• YOUR GOAL:
Check every line below for the string "only", and copy the lines that contain it.

INPUT START

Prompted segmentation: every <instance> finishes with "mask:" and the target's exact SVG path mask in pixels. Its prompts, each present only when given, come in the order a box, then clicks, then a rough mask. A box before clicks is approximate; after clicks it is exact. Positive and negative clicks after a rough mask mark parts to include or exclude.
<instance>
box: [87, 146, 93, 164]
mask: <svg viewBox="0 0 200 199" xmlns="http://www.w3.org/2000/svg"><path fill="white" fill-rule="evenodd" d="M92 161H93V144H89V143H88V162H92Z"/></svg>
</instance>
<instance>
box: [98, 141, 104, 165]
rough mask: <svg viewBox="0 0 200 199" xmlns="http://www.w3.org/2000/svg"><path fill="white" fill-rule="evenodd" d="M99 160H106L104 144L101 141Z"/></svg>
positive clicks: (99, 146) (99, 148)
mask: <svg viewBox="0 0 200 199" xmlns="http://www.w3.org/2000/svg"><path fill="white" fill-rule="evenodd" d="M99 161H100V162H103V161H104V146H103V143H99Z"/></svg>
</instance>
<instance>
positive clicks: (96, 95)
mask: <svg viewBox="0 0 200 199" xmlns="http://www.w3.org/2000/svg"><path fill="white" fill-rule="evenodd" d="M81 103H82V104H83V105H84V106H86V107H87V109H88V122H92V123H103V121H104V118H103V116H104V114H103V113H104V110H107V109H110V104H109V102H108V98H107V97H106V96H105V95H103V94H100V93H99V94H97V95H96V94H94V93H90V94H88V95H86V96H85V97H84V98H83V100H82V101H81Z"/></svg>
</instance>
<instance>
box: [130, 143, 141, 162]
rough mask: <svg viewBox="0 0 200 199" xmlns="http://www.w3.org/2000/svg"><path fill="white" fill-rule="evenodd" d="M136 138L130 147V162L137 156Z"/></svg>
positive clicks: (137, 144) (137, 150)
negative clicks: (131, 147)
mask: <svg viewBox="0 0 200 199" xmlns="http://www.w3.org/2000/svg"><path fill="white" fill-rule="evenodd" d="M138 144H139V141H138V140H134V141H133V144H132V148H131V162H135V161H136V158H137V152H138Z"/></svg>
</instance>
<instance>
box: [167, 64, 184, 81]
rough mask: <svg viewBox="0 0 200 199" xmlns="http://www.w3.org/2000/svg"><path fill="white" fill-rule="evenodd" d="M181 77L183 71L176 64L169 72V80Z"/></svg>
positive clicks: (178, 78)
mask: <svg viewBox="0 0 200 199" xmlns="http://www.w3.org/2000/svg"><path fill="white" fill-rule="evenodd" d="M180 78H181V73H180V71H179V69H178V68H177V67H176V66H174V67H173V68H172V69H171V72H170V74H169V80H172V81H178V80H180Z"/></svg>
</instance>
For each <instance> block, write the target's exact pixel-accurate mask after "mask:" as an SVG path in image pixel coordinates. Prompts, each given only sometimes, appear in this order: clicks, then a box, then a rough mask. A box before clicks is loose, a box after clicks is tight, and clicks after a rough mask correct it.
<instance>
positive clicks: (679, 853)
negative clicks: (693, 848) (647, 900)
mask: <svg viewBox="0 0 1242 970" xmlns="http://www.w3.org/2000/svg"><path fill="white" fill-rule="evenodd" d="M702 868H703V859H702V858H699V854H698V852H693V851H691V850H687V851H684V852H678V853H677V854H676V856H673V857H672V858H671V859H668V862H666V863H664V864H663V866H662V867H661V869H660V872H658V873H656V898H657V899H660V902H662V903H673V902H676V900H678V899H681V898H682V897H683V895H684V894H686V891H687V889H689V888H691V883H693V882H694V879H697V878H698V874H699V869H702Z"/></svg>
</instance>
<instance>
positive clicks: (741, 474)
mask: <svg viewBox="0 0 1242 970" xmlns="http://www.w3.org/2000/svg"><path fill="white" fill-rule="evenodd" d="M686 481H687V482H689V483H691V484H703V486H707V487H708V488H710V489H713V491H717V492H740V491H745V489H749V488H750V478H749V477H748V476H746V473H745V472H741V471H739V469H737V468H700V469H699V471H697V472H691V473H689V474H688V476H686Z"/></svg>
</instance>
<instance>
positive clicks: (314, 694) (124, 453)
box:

INPUT END

• EXERCISE RESPONSE:
Prompted segmentation: every <instance> finishes with "mask:" and the target's exact SVG path mask in pixels. Its prompts, each present only when given, come in the order a box, then clicks, then a rough mask. A box before clicks is approximate; after clicks it is exact. Positive and negative clicks after a rough mask mark parts to include or exclude.
For each <instance> block, write the target's exact pixel-accurate mask after "mask:" as an SVG path in image pixel coordinates. Prompts, each given only sometimes, appear in this order: clicks, then a box, then a rough mask. A box before clicks is loose, a box after clicks is tight, and clicks after a rough mask correct it.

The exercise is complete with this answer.